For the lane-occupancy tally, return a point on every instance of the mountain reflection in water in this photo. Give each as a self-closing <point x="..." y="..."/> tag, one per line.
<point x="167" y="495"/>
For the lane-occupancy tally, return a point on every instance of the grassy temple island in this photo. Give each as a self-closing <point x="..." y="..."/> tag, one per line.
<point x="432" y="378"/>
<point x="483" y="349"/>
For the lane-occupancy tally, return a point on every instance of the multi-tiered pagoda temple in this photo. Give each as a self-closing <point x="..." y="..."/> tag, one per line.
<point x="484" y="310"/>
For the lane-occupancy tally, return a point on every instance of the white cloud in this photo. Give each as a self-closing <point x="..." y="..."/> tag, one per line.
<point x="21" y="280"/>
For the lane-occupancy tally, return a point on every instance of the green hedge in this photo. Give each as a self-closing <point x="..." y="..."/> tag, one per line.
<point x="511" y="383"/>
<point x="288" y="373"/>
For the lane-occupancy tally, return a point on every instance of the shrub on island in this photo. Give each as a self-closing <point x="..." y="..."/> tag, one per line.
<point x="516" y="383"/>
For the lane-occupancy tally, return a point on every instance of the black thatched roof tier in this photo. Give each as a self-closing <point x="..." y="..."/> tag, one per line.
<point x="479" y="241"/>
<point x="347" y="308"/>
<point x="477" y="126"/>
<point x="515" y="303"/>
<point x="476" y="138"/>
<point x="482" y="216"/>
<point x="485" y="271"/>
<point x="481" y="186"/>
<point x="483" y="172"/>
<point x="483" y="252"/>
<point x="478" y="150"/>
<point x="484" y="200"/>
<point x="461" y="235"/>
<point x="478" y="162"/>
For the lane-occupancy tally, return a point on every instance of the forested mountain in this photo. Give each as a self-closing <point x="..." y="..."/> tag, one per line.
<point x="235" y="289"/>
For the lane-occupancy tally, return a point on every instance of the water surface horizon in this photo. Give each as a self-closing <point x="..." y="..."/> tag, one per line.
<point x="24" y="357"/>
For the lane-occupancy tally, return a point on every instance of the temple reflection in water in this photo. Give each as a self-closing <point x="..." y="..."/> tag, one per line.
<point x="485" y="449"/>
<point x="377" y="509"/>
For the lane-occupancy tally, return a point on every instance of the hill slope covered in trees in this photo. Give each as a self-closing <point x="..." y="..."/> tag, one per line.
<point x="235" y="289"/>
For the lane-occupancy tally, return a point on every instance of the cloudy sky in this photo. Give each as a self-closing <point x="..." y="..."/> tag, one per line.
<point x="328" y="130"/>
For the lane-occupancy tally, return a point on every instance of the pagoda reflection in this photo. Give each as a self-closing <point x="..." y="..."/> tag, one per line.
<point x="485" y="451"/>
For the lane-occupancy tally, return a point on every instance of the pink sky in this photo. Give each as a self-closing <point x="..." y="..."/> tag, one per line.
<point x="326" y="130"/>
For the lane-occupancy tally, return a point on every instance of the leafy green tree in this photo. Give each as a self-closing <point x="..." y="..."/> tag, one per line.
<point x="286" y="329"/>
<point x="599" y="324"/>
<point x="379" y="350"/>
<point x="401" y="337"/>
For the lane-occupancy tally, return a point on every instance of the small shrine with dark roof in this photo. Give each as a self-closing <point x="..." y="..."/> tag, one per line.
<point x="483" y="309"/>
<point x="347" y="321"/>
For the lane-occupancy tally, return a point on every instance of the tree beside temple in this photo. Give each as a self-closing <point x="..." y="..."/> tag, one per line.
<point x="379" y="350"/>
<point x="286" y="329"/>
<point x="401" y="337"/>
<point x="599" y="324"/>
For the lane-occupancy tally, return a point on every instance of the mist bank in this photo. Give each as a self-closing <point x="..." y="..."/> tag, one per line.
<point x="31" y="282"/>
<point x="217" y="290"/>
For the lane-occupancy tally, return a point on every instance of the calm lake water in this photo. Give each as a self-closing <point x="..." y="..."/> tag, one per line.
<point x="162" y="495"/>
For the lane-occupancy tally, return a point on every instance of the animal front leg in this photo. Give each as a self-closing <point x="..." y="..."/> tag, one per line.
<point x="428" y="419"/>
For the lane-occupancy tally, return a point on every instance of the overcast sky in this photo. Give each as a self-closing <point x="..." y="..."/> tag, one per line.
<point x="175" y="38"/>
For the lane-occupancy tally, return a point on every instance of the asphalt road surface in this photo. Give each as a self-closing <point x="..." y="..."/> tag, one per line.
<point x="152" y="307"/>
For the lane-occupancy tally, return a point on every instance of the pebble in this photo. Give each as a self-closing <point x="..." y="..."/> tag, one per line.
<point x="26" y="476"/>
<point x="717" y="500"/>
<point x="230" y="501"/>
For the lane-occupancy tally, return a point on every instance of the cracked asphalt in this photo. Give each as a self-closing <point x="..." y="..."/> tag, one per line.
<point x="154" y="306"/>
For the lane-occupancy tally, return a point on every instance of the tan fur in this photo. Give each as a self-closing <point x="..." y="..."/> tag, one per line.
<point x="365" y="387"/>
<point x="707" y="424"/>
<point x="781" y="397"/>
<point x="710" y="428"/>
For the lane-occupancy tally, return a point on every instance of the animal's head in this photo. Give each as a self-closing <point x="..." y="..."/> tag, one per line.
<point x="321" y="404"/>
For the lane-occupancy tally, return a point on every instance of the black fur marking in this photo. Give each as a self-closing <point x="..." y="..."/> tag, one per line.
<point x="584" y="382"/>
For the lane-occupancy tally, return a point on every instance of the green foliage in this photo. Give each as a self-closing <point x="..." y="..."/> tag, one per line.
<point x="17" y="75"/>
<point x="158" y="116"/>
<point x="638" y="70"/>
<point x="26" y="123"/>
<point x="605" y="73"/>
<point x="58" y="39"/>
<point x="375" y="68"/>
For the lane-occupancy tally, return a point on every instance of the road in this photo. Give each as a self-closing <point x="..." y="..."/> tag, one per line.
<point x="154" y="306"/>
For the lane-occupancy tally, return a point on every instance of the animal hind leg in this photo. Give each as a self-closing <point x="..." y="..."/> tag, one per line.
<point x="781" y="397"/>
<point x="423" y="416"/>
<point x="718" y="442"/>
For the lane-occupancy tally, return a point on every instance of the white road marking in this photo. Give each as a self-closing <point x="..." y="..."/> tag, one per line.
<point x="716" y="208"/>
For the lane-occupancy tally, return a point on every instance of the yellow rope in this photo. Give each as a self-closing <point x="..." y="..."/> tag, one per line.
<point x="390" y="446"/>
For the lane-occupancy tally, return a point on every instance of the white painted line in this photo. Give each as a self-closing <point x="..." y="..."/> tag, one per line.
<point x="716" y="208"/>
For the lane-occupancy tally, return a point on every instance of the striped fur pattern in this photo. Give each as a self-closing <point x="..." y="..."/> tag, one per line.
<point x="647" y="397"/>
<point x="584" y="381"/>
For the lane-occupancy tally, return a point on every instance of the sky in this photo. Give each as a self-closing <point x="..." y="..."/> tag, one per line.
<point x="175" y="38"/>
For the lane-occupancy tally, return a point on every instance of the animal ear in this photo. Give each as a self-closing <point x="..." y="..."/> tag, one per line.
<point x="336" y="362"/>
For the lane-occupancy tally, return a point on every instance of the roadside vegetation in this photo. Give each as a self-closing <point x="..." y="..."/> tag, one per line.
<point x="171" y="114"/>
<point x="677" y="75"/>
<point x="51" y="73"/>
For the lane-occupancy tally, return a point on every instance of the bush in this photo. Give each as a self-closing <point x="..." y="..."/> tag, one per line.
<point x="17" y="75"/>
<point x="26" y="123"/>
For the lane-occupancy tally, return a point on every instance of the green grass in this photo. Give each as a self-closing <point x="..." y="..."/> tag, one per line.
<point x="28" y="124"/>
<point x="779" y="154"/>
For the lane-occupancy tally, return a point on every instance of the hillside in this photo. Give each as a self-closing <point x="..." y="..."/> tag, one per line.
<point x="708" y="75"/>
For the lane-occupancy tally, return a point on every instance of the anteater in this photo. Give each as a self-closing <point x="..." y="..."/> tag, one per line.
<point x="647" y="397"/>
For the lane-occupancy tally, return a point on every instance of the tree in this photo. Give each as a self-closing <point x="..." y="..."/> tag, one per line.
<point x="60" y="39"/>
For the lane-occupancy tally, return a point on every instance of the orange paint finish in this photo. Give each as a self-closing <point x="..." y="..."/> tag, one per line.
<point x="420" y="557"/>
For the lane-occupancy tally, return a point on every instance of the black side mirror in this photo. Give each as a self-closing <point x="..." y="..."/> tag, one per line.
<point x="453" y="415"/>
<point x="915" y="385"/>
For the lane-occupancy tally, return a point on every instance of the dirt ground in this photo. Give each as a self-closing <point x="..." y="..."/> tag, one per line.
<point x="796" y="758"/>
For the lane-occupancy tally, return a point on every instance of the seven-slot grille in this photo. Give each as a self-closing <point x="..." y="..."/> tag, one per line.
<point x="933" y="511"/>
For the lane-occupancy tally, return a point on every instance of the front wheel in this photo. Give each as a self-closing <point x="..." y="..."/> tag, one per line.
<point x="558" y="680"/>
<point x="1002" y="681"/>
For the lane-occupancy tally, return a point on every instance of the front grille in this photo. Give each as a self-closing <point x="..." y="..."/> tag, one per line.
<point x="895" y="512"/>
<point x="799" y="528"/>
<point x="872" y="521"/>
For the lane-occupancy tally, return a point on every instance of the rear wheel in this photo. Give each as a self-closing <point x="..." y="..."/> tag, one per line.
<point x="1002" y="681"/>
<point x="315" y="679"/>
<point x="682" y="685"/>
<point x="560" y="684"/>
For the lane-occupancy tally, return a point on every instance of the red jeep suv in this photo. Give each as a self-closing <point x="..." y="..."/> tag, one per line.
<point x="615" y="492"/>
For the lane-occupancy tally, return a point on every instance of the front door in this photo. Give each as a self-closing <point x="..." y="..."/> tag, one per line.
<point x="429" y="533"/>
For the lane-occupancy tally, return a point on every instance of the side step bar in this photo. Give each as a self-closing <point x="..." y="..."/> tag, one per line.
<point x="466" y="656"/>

○ ○ ○

Exercise »
Give back exactly the lines from the one containing "of the rear" through the last line of the records.

Result »
For the lane-occupancy tally, return a point on every instance of the rear wheel in this photo. Give each as a self-closing <point x="..." y="..."/> tag, one per line.
<point x="1002" y="681"/>
<point x="315" y="679"/>
<point x="682" y="685"/>
<point x="560" y="684"/>
For the lane-occupancy tally, return a point on every instance of the red jeep suv in this photo. Give each as a self-closing <point x="..." y="..."/> tag, one per line.
<point x="615" y="492"/>
For the lane-occupancy tally, return a point on every instance of the front door in this photo. Give each as a self-closing <point x="..." y="..."/> tag, one per line.
<point x="429" y="533"/>
For the lane-occupancy tally, return a point on every instance of the side step bar in this photo. Give each as a self-closing <point x="..." y="..."/> tag, one per line.
<point x="466" y="656"/>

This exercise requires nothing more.